▸ The task: Write the entries below out again without a single difference.

Data items:
--- START ---
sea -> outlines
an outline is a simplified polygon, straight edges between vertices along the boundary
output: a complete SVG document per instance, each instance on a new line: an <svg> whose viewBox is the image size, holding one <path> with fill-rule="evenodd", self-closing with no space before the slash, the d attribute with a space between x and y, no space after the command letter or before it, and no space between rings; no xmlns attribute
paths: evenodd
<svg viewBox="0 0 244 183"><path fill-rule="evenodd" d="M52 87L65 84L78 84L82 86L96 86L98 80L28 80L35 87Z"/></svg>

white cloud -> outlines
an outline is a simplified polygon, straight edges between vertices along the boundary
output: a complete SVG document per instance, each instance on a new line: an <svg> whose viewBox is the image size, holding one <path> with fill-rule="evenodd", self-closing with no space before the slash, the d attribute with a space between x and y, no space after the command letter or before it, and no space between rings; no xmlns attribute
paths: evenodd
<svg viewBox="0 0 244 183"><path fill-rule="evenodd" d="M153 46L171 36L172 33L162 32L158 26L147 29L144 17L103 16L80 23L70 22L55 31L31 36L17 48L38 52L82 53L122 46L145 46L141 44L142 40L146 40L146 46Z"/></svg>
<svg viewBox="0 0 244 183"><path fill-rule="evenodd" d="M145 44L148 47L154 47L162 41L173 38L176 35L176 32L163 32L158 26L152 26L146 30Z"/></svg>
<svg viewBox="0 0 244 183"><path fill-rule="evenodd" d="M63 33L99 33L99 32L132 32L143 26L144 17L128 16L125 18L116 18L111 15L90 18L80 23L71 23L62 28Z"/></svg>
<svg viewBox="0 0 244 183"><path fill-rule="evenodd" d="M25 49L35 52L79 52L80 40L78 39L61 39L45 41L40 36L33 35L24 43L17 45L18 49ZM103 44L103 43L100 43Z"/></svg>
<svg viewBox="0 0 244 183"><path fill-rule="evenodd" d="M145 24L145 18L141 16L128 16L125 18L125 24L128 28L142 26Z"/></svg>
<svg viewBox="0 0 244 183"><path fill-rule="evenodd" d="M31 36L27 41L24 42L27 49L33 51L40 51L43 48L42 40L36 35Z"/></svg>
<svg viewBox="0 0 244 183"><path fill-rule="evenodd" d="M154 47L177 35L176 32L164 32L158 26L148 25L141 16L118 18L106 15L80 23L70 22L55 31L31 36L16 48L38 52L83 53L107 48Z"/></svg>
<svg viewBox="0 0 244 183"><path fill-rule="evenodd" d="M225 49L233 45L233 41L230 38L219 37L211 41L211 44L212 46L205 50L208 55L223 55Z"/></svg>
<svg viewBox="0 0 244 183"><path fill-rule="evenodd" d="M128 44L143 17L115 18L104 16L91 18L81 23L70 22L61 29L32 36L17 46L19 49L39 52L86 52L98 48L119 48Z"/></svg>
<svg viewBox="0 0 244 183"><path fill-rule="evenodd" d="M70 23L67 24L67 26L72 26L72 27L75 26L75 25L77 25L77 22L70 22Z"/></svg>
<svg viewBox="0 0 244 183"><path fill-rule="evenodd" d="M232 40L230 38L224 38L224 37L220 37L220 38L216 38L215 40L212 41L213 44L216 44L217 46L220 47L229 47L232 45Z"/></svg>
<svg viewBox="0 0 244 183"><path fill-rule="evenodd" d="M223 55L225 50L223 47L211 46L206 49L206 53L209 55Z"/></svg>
--- END ---
▸ Exercise response:
sea -> outlines
an outline is a simplified polygon, straight edges between vertices along the boundary
output: a complete SVG document per instance, each instance on a new line: an <svg> whose viewBox is the image size, holding one <path> with fill-rule="evenodd", self-closing with no space before the slash, the d attribute with a space between x and y, no space after the command letter or before it, and no space between rings; no xmlns attribute
paths: evenodd
<svg viewBox="0 0 244 183"><path fill-rule="evenodd" d="M52 87L65 84L78 84L82 86L96 86L98 80L28 80L35 87Z"/></svg>

white cloud -> outlines
an outline is a simplified polygon, straight edges between vertices along the boundary
output: a complete SVG document per instance, each instance on a new line: an <svg> whose viewBox is the image size, holding one <path> with fill-rule="evenodd", self-closing with no space before the slash, the d attribute with a space between x and y, no space after the command letter or before it, and no space between rings; no xmlns attribute
paths: evenodd
<svg viewBox="0 0 244 183"><path fill-rule="evenodd" d="M153 46L171 36L172 33L162 32L158 26L147 29L144 17L103 16L80 23L70 22L55 31L31 36L17 48L38 52L82 53L122 46L145 46L141 44L142 40L146 40L146 46Z"/></svg>
<svg viewBox="0 0 244 183"><path fill-rule="evenodd" d="M145 44L148 47L154 47L162 41L173 38L176 35L176 32L163 32L158 26L152 26L146 30Z"/></svg>
<svg viewBox="0 0 244 183"><path fill-rule="evenodd" d="M63 33L99 33L99 32L132 32L143 26L144 17L128 16L125 18L116 18L111 15L90 18L80 23L71 23L62 28Z"/></svg>
<svg viewBox="0 0 244 183"><path fill-rule="evenodd" d="M25 49L35 52L79 52L80 40L78 39L61 39L45 41L40 36L33 35L24 43L17 45L18 49ZM103 44L103 43L100 43Z"/></svg>
<svg viewBox="0 0 244 183"><path fill-rule="evenodd" d="M145 24L145 18L141 16L128 16L125 18L125 24L128 28L142 26Z"/></svg>
<svg viewBox="0 0 244 183"><path fill-rule="evenodd" d="M31 36L27 41L24 42L27 49L33 51L40 51L43 48L42 40L36 35Z"/></svg>
<svg viewBox="0 0 244 183"><path fill-rule="evenodd" d="M154 47L177 35L176 32L164 32L158 26L148 25L141 16L118 18L106 15L80 23L70 22L55 31L31 36L16 48L38 52L83 53L107 48Z"/></svg>
<svg viewBox="0 0 244 183"><path fill-rule="evenodd" d="M225 49L233 45L233 41L230 38L219 37L211 41L211 44L212 46L205 50L208 55L223 55Z"/></svg>
<svg viewBox="0 0 244 183"><path fill-rule="evenodd" d="M128 44L143 17L115 18L104 16L91 18L81 23L70 22L61 29L32 36L17 46L19 49L39 52L86 52L98 48L119 48Z"/></svg>
<svg viewBox="0 0 244 183"><path fill-rule="evenodd" d="M70 23L67 24L67 26L72 26L72 27L75 26L75 25L77 25L77 22L70 22Z"/></svg>
<svg viewBox="0 0 244 183"><path fill-rule="evenodd" d="M232 40L230 38L224 38L224 37L220 37L220 38L216 38L215 40L212 41L213 44L216 44L217 46L220 47L229 47L232 45Z"/></svg>
<svg viewBox="0 0 244 183"><path fill-rule="evenodd" d="M223 55L225 50L223 47L211 46L206 49L206 53L209 55Z"/></svg>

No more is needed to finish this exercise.